» DOCUMENT PASSAGE

━━━━━━━━━━━━━━━━━━━━

That’s a double-edged sword with the Nationalists. They go through alternating stretches of legislative torpor and hyperactivity. One minute they won’t lift a finger, the next they’re banging people up for singing the wrong songs at the football.
In place of substantive legislation, we got a lot of high-minded talk about climate change and technology, with more action on emissions and free electronic devices for the worst off. Let’s hope these laptops aren’t manufactured in China, the planet’s leading emissions polluter. That’s the kind of thing the First Minister might call hypocrisy in other circumstances.
Bringing digital access to 50,000 deprived families is grand, as is supplying retraining to 10,000 job seekers, but as mission statements for government go, it was all a bit Traffic Cones Hotline. Well-meaning, but hardly transformational.
There was one piece of legislation, however, that did get a look in.
Go on. Guess.

━━━━━━━━━━━━━━━━━━━━

» TO-DO LIST
1) Reproduce the stretch of the commentary from "Bringing digital access" through "but hardly transformational.".
2) List every line in the records below that contains the word "wooden". Case counts.

» DATASET ENTRIES
━━━━━━━━━━━━━━━━━━━━

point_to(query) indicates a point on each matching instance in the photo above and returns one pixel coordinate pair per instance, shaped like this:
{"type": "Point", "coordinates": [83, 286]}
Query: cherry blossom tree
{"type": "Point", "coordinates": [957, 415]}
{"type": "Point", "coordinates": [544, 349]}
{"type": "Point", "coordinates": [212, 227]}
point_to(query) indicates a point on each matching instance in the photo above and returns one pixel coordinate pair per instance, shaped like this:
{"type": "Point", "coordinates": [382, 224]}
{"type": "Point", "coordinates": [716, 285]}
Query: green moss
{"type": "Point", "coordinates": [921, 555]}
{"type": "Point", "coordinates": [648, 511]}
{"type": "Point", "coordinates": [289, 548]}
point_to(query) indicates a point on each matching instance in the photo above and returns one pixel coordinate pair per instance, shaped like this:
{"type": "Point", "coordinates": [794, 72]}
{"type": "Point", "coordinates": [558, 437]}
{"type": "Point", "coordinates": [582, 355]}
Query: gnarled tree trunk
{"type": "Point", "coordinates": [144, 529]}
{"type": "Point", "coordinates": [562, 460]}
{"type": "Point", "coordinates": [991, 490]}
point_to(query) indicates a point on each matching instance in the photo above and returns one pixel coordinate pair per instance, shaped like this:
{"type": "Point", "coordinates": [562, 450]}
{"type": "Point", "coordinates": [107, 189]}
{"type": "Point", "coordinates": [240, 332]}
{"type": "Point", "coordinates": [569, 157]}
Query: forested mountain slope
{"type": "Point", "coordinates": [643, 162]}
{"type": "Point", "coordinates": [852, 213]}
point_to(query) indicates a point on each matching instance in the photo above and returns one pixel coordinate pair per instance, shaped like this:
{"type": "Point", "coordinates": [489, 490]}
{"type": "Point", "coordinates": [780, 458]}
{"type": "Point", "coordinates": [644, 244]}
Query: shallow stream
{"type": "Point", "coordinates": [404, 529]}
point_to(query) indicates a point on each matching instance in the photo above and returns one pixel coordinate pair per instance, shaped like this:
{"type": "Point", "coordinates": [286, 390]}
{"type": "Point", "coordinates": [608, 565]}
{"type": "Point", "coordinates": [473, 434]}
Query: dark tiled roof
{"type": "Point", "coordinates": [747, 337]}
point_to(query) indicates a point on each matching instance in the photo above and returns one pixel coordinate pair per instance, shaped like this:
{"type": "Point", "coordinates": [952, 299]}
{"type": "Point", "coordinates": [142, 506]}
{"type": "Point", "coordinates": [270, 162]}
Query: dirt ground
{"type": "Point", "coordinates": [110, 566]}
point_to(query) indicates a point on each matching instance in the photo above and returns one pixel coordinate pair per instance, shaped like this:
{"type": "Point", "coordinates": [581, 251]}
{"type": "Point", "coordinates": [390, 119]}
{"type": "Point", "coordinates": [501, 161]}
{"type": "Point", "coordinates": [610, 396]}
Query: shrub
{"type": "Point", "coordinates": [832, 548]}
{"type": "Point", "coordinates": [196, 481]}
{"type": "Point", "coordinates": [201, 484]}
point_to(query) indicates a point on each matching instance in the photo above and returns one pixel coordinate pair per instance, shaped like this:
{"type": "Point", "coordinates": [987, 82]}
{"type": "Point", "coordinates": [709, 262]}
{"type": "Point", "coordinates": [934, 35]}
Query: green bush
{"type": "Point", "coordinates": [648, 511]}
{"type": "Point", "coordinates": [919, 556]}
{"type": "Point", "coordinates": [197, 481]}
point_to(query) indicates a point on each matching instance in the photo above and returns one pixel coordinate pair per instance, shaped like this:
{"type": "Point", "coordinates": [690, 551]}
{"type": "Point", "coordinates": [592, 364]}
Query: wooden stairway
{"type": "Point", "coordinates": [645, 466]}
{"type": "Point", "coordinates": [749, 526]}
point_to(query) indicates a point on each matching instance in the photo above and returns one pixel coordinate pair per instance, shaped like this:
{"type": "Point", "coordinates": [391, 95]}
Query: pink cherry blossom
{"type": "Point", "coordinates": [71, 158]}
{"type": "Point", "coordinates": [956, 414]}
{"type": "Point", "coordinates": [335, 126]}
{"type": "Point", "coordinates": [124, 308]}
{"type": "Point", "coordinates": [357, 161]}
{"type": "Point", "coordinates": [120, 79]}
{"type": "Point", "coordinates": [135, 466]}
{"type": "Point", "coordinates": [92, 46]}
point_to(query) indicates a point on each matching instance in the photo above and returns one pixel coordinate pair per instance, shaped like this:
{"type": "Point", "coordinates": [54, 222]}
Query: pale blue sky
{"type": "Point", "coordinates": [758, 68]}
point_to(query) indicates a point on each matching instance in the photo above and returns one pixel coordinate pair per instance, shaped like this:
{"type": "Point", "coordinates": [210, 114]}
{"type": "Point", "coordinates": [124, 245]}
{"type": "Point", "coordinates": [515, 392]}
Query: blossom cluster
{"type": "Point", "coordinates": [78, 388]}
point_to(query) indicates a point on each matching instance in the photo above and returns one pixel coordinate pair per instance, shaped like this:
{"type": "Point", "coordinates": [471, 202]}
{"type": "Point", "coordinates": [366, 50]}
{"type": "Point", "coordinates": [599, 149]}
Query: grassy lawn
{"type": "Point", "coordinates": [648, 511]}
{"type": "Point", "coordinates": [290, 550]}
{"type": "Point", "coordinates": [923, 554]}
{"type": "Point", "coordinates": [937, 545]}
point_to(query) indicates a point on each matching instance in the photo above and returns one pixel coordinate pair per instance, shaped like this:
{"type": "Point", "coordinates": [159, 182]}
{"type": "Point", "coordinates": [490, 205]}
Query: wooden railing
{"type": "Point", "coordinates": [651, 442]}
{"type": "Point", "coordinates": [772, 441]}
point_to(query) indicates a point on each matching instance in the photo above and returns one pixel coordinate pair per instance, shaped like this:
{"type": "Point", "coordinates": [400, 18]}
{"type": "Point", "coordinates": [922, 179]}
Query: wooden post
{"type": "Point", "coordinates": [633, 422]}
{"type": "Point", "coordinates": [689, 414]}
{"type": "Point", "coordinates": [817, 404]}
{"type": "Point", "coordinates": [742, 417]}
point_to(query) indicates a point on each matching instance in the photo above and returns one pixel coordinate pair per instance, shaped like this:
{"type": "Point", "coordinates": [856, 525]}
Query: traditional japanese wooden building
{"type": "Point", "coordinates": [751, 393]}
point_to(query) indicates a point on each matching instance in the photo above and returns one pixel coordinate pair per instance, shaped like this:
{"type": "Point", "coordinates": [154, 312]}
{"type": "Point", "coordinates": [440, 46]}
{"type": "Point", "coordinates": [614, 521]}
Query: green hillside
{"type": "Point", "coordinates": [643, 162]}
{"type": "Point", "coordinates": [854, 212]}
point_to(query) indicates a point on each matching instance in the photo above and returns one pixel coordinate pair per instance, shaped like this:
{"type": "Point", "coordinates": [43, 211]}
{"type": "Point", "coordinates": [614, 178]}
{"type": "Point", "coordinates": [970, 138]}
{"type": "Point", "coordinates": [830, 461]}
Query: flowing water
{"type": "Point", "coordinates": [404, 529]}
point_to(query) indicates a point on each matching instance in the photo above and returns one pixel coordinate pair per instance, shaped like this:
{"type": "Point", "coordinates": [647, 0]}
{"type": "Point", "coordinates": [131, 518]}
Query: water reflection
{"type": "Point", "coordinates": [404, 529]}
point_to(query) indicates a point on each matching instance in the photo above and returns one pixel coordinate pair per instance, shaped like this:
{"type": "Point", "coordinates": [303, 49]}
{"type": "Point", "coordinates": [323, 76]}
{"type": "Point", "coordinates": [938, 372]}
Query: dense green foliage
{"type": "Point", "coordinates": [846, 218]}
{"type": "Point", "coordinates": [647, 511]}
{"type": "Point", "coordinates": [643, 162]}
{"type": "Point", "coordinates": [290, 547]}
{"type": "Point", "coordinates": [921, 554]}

━━━━━━━━━━━━━━━━━━━━

» SOLUTIONS
1)
Bringing digital access to 50,000 deprived families is grand, as is supplying retraining to 10,000 job seekers, but as mission statements for government go, it was all a bit Traffic Cones Hotline. Well-meaning, but hardly transformational.

2)
Query: wooden stairway
Query: wooden railing
Query: wooden post
Query: traditional japanese wooden building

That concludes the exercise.